#### Exercise goal:
Please rewrite the item lines between the line holding "target | red awning" and the line holding "<point>218,13</point>", inclusive, as a JSON list of strings with one string per line. Leave out any blank lines.

(Records from a data collection)
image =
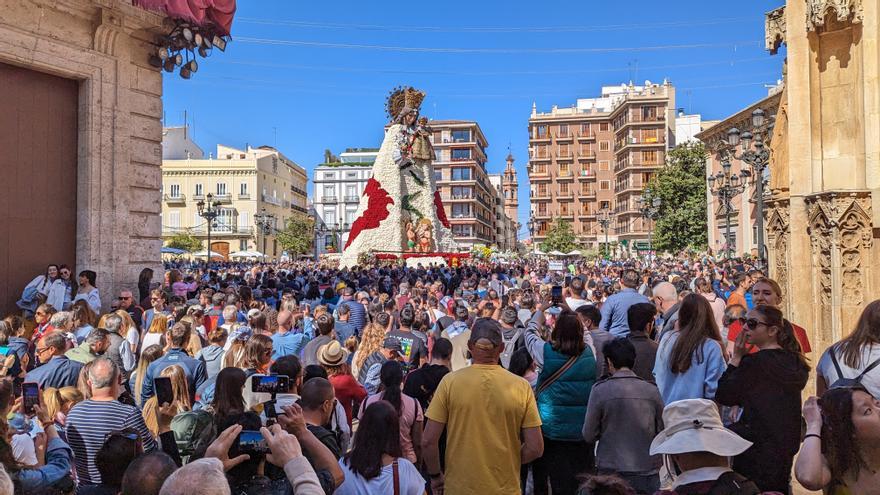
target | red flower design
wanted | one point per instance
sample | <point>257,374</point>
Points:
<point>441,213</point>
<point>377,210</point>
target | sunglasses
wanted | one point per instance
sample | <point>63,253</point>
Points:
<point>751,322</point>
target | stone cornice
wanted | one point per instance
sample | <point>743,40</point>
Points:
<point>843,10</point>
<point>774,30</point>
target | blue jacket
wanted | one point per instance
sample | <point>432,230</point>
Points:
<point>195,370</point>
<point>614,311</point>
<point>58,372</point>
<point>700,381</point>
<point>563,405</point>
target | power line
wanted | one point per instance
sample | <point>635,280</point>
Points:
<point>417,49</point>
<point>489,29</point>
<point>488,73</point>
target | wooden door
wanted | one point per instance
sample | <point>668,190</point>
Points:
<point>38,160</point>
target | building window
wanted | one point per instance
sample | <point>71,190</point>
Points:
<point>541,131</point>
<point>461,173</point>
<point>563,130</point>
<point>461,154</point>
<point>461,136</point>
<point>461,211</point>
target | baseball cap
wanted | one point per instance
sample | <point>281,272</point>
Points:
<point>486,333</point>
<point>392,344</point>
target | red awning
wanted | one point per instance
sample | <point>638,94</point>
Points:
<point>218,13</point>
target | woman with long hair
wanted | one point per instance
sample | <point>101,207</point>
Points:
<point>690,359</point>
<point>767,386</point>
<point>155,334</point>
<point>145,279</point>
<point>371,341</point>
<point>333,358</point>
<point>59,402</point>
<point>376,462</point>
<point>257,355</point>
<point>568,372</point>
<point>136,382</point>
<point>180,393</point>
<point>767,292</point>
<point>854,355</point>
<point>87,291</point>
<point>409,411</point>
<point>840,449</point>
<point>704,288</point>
* * *
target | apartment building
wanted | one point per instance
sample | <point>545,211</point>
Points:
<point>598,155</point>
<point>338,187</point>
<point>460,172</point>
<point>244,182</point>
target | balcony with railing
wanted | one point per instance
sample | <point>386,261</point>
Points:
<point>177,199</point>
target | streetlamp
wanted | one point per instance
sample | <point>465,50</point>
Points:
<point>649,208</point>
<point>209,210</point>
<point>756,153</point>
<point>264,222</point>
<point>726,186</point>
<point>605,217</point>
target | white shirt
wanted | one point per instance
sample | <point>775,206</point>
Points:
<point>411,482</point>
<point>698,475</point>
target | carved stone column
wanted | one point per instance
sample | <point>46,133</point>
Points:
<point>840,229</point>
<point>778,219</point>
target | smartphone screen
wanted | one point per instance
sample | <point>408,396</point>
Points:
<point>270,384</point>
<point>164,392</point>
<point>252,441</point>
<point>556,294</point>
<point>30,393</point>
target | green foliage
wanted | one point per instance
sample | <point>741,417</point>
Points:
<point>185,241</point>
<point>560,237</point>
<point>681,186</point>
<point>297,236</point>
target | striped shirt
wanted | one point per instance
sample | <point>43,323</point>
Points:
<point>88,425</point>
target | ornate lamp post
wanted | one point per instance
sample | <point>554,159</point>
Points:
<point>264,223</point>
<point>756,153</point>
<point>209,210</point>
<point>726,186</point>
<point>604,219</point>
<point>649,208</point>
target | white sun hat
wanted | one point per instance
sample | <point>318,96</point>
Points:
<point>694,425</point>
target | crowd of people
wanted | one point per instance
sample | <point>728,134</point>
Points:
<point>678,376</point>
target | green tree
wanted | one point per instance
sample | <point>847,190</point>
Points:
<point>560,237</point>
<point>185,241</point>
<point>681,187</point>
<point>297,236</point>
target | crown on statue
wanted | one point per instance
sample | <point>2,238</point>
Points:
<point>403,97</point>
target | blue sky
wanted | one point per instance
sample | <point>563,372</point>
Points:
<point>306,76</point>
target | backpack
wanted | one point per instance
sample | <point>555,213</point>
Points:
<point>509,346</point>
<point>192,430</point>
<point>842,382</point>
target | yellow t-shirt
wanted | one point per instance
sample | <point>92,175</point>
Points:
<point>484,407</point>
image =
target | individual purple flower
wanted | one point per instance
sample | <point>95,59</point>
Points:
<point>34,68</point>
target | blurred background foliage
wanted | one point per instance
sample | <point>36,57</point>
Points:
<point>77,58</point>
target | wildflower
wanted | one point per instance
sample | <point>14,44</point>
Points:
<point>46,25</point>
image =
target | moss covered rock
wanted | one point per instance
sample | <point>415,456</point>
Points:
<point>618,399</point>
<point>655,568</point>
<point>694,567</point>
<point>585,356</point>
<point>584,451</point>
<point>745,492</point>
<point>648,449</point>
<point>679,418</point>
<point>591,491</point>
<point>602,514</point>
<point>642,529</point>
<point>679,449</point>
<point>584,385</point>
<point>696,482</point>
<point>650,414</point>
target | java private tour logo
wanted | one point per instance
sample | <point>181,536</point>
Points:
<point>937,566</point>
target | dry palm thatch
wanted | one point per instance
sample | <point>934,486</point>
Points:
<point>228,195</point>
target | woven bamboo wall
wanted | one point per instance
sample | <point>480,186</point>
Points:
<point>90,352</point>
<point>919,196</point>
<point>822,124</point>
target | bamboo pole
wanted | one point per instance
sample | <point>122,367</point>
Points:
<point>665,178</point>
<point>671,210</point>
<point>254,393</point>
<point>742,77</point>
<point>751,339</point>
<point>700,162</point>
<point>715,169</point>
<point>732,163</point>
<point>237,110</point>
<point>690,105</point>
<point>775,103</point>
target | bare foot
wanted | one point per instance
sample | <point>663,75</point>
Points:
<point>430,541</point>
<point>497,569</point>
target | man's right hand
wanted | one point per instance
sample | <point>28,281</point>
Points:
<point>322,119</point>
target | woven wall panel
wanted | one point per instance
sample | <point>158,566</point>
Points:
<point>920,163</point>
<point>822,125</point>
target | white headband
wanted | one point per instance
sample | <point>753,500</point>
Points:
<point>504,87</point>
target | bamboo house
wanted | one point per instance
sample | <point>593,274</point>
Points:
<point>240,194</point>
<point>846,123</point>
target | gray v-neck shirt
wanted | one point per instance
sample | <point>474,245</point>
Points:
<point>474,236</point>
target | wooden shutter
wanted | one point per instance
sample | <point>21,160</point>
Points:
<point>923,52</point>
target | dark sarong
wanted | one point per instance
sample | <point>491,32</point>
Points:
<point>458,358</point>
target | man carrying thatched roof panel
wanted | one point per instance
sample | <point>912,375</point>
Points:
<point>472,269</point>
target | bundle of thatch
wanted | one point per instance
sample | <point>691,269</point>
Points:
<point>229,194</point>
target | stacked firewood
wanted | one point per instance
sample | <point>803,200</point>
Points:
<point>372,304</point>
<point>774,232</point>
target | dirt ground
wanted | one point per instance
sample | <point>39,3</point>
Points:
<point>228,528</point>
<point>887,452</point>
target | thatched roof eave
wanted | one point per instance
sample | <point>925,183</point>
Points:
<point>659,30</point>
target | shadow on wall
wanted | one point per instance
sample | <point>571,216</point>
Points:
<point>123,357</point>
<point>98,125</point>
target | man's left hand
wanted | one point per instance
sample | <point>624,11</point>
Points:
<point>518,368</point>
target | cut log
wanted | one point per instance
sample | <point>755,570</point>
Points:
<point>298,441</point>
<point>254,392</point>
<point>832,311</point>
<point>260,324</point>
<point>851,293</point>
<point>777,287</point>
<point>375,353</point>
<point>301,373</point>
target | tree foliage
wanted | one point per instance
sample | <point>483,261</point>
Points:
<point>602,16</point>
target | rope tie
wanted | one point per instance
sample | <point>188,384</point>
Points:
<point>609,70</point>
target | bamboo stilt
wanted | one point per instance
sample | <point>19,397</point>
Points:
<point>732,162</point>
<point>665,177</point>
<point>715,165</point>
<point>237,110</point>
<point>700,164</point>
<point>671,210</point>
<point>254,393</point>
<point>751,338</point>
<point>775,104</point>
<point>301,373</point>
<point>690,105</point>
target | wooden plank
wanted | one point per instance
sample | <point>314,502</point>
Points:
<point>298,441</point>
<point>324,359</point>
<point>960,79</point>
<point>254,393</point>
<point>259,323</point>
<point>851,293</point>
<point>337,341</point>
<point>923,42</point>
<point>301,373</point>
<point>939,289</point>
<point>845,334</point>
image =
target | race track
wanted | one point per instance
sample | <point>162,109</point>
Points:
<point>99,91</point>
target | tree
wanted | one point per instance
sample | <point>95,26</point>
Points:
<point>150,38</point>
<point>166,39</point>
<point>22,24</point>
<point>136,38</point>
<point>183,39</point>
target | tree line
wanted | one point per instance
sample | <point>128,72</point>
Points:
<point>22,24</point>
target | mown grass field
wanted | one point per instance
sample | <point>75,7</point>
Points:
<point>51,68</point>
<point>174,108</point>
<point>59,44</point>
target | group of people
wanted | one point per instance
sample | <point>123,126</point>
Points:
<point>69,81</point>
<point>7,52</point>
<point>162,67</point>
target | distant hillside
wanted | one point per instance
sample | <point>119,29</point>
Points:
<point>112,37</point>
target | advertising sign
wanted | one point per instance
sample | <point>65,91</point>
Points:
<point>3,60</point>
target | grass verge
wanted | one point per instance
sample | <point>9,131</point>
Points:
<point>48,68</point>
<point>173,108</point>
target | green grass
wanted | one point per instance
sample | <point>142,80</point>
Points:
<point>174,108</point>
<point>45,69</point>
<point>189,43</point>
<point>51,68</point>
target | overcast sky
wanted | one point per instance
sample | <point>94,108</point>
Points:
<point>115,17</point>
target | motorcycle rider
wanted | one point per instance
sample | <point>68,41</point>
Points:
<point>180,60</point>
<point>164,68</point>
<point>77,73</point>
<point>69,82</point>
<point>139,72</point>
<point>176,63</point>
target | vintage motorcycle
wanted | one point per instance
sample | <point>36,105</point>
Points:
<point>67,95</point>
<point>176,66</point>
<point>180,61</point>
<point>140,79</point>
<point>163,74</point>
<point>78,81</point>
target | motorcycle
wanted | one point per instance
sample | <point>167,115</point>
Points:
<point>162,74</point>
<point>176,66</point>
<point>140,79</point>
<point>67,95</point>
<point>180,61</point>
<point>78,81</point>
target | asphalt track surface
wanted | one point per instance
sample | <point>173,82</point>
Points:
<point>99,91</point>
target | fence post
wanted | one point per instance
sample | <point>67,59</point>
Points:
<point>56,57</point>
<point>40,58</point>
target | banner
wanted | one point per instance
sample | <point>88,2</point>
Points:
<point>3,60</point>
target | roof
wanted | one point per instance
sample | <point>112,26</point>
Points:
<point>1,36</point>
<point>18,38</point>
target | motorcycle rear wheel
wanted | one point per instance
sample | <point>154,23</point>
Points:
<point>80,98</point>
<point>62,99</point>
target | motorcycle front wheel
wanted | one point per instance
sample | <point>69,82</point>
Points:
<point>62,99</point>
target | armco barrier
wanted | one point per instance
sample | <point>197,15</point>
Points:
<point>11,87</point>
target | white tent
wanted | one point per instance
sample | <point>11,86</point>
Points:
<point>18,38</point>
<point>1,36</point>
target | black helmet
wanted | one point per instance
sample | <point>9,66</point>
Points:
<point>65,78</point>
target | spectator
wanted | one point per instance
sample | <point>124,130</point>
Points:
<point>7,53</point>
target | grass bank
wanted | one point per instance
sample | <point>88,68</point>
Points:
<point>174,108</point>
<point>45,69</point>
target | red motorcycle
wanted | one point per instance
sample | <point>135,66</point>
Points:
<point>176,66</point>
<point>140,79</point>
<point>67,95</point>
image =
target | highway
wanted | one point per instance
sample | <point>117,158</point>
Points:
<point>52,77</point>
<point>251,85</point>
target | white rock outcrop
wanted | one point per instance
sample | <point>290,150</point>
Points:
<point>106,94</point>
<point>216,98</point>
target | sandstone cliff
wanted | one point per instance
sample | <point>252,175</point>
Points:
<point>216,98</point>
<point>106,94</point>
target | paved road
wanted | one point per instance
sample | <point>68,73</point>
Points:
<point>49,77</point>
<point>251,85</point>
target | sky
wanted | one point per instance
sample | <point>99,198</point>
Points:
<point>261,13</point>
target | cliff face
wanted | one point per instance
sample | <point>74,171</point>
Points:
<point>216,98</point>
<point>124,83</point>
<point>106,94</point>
...
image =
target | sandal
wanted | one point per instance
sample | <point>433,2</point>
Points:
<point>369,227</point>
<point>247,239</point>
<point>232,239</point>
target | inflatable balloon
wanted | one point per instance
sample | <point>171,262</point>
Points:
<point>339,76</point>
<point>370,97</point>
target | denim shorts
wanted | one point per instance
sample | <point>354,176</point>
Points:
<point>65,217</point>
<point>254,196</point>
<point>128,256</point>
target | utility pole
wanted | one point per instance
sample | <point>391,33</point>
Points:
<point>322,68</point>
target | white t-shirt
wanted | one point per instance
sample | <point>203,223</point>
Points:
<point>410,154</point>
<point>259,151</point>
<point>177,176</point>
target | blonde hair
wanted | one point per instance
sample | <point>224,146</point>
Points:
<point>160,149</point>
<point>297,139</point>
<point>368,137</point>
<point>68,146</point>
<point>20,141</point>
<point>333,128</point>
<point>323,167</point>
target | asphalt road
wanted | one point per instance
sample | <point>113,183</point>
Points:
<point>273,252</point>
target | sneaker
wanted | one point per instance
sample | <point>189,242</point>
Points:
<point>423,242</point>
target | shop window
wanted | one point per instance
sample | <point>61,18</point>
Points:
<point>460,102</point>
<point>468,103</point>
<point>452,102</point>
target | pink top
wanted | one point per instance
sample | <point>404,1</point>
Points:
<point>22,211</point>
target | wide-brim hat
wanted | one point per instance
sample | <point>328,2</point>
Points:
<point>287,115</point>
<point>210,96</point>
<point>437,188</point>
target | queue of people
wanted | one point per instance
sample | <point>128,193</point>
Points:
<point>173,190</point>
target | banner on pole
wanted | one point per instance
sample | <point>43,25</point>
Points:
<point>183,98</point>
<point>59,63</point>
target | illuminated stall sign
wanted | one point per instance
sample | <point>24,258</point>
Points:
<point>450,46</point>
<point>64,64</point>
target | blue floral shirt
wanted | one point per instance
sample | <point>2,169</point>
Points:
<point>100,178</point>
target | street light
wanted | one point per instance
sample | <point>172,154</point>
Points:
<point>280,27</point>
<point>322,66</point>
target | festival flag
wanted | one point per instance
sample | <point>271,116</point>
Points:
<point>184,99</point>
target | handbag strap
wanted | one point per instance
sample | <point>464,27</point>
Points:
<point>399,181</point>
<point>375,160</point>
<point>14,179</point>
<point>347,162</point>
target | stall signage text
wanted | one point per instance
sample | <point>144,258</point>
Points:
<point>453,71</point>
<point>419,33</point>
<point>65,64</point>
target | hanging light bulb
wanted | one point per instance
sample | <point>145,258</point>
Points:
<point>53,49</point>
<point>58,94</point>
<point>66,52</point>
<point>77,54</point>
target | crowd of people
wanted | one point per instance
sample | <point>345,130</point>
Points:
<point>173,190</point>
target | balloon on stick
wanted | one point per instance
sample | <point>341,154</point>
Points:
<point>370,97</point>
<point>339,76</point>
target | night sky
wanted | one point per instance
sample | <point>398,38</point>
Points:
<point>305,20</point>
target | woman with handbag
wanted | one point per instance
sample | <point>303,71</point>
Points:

#### Exercise response:
[
  "target | red awning",
  "wanted | one point per instance",
  "sample | <point>638,94</point>",
  "Points:",
  "<point>218,13</point>"
]